▸ EXERCISE DIRECTIONS
From the records below, keep only the lines that contain the string "carved", and treat uppercase and lowercase as different.
■ ■ ■ ■
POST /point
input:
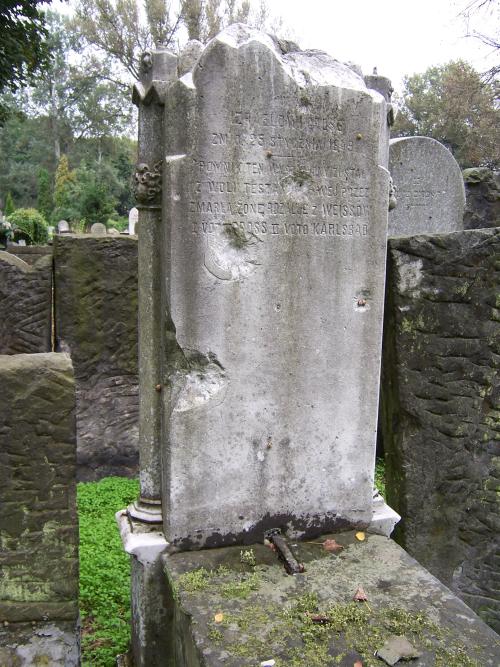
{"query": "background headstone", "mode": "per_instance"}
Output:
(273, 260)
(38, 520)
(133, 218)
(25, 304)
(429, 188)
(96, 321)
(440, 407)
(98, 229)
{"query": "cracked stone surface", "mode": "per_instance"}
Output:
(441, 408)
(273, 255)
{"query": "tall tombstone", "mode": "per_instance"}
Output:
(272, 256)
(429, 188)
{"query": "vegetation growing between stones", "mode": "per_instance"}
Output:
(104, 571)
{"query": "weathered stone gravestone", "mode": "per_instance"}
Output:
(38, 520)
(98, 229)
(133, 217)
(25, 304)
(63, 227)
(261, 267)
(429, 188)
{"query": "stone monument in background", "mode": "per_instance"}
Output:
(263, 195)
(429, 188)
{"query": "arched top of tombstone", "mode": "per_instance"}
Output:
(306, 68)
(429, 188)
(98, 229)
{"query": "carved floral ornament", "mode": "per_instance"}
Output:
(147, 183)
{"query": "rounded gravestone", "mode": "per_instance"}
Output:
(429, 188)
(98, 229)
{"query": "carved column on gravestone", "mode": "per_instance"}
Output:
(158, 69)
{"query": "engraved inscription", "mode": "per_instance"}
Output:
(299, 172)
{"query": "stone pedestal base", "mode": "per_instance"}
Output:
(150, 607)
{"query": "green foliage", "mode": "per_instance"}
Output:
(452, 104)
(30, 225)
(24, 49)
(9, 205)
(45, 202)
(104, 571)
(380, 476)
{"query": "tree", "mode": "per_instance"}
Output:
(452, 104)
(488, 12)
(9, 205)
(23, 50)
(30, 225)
■ ■ ■ ■
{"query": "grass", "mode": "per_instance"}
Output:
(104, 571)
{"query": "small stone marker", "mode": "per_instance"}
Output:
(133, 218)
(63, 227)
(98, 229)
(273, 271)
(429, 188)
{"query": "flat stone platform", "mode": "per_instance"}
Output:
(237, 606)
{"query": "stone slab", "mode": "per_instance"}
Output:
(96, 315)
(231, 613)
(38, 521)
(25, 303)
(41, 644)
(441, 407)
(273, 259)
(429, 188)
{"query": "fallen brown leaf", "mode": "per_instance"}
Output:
■ ■ ■ ■
▸ ANSWER TO THIS PROBLEM
{"query": "carved floral ornament", "mode": "per_instance"}
{"query": "carved column on gravestone", "mode": "per_instance"}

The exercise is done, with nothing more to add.